[Task statement]
All records given below must be printed word for word.

[Material provided]
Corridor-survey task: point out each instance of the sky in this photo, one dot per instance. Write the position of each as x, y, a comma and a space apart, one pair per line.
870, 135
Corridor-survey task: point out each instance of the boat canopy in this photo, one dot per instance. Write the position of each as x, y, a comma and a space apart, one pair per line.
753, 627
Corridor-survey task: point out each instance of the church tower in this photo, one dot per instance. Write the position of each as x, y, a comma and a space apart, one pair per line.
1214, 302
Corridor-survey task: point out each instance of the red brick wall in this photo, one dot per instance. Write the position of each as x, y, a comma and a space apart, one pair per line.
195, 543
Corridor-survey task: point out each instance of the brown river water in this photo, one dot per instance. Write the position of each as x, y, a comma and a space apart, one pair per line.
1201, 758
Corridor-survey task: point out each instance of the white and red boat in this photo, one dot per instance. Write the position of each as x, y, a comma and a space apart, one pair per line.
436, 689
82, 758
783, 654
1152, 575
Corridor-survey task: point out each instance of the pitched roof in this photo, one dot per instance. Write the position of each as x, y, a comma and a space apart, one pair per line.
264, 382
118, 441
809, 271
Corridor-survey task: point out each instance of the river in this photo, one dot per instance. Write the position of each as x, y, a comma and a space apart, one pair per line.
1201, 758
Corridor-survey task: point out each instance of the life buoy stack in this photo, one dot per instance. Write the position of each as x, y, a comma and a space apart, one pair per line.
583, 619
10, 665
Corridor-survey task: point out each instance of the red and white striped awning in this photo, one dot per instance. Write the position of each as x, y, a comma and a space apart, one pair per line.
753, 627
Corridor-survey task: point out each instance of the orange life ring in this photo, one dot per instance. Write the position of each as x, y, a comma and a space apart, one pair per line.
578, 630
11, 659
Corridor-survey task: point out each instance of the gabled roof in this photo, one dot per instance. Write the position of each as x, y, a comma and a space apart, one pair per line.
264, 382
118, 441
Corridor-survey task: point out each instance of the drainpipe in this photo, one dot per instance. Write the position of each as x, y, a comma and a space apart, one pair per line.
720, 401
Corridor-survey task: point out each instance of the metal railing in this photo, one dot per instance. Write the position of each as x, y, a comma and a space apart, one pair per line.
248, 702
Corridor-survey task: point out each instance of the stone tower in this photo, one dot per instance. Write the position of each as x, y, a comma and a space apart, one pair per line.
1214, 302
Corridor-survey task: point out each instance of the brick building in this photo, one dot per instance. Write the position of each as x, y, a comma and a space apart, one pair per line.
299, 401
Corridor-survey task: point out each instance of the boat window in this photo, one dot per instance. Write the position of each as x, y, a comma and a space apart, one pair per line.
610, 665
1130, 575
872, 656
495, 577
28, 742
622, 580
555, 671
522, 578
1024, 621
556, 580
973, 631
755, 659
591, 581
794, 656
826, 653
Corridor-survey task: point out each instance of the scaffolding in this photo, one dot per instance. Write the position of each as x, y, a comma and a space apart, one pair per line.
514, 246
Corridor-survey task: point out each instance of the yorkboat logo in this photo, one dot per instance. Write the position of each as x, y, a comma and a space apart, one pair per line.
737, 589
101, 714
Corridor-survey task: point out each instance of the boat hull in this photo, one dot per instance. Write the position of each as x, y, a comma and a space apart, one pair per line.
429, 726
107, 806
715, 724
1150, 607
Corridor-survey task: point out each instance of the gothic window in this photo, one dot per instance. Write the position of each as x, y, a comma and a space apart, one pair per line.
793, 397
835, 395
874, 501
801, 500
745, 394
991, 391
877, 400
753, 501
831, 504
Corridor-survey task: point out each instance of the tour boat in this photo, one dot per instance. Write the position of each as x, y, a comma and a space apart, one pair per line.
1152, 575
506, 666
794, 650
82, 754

[Response area]
Corridor-survey task: point out each instance of the sky in this photo, one dot per instance. Write the position of each as x, y, a comma and a space apart, one pair per line.
870, 135
Corridor-survey task: point out each instance of the boat canopy in this photo, one dot per instance. Write the position of each as x, y, a comma and a space apart, one pair per line.
753, 627
Corridor-survey task: point out each instance of the church tower in this photo, one dot per instance. Write the position of each as x, y, a comma and a space apart, one pair per line.
1214, 302
Corridor-survey task: point out each instance of the red brick wall in this photo, one dot per instance. Write the position of each as x, y, a comma and a space apart, one pair per line.
195, 543
Corridor-survey task: point out each instance of the brown river water in this photo, one dot per instance. Write the position of each as x, y, a comma and a space apart, one pair per line.
1201, 758
Corridor-survey task: point out each instance of the white and red boat in this photo, one dot per instance. Write the position of each as x, y, a comma and a space apart, one pair per line.
436, 689
82, 758
783, 654
1152, 575
Corridor-survey task: point out each instance of the pitched roof in this photo, one dot per instance. Write the position of each as x, y, a comma and a space apart, one pair per line.
264, 382
118, 441
809, 271
Corridor-survey task: point out each instance of the river in this photo, one dot per instance. Write the position of each as x, y, a comma and a space apart, one pair per line.
1201, 758
Corridor-survey task: point out each instance of the life buoy stack in this photo, one dot per instance. Write the position of each as x, y, a comma and a space apart, one pair per line.
583, 619
10, 665
Corridor-survey task: point out each instance of the red and white striped awning in this photo, one dot per instance. Write the position of each as x, y, a comma and a space apart, one pair per line.
753, 627
Corridor-survey task: point out each instance of the orange life ring in this photo, one dot per instance. Write the position of each as x, y, a comma and a space apart, one pair per line.
578, 630
11, 659
Corridor-survey task: point out each instance of the gabled roof in this photo, one dot per instance. Write the position of each as x, y, a comma and a space apart, one pair per line.
264, 382
118, 441
Corridor-survey task: point out each instance of the drainpipe in this photo, one dot per instance. Write the position of each as x, y, a comma and a space apart, one pair per line.
720, 401
Corridor-survey task: point out each instance of the metal railing in this photo, one dot per instance. Write the position of each as x, y, a comma and a space apart, one pair per line.
248, 702
Corridor-survey task: point out each instance of the stone tower in this photo, one dot per instance. Write the position of each as x, y, a comma and a space apart, one pair per line.
1214, 302
Corridor-survey task: point out each instance of the brick building in this photo, one dot per instance. Write the position of each as x, y, a comma and a space apart, one pair per line.
299, 401
Corridor-survey task: point out each instance of the boat window in this photo, one dot per instance. Write the position of each as x, y, a comma and a space apart, one pair per line.
610, 665
1130, 575
872, 656
495, 577
28, 742
622, 580
555, 671
522, 578
1024, 621
556, 580
973, 631
755, 659
591, 581
794, 656
826, 653
Corridor-survey task: point out each instance of the scaffolding in this photo, one dot per instance. Write the position of each as x, y, a comma and a space apart, one pair per line.
514, 246
Corridor-survey task: point out each instance of the yorkboat logo in this photo, one dot per instance. Write the position of each as x, y, a comma and a space apart, one pair per line.
737, 589
101, 714
Corridor-survey task: point out each instance of the boat hull in this photo, one dot per instance. Write the position of each as x, y, a comma and a space apart, one pair per line.
429, 726
107, 806
715, 724
1150, 607
Corridor-survey task: point out each instance of the gothic window in this photo, one dot per instance. Write the position of each as x, y, a comma and a space apart, one pair per line.
793, 397
835, 395
874, 501
801, 500
745, 394
991, 391
877, 400
753, 501
831, 504
Corridor-survey task: point out each instance of the tour boat in this photo, one dot per instance. Write the position of each as x, y, a comma and a space apart, one pair per line.
1152, 575
506, 666
794, 650
82, 754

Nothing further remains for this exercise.